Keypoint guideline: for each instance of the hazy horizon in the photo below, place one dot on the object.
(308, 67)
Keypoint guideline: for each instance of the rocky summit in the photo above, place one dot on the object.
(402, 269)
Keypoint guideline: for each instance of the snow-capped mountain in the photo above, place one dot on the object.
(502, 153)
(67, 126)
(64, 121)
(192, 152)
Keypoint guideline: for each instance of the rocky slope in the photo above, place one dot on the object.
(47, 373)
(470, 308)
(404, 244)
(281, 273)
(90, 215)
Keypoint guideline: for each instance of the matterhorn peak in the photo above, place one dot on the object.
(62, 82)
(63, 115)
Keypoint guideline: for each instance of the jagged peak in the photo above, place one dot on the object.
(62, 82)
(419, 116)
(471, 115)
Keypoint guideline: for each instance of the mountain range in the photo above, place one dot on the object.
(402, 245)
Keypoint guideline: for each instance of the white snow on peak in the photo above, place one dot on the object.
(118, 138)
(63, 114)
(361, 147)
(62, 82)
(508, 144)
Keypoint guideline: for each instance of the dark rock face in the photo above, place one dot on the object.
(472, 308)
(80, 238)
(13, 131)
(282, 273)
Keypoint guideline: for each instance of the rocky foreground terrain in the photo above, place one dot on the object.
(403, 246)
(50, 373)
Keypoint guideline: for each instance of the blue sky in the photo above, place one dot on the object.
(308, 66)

┄┄┄┄┄┄

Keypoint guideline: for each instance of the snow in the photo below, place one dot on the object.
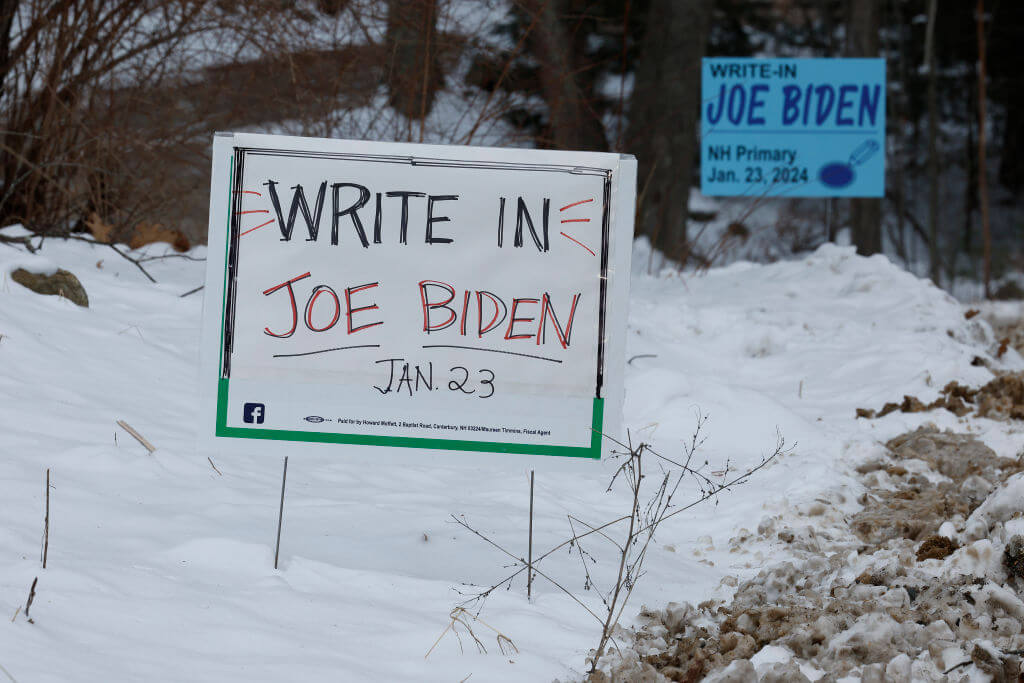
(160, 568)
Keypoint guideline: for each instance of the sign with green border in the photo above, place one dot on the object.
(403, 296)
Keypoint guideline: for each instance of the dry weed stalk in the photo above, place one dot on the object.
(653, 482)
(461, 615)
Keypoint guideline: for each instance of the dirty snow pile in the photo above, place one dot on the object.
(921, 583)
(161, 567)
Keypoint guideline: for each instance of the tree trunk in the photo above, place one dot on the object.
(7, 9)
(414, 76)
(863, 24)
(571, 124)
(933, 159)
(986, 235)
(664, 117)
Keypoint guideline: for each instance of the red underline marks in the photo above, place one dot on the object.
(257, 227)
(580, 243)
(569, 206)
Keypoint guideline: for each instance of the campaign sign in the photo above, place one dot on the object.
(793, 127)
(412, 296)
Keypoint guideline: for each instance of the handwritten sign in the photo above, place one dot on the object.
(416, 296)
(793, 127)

┄┄┄┄┄┄

◆ Work to complete ◆
Return each line of the data above that contains the string "snow". Uppercase and lowercase letters count as different.

◆ Result below ◆
Keypoint guideline: for each instance of the snow-capped mountain in the photo above, place one dot on the object.
Keypoint guideline: for each instance of the white snow on peak in the photo above, place one dot on the object.
Keypoint guideline: for each instance of the snow in the photo below, place one dot on the object.
Keypoint guideline: for each instance of the dirty snow pile in the photo above, place one dot on the object.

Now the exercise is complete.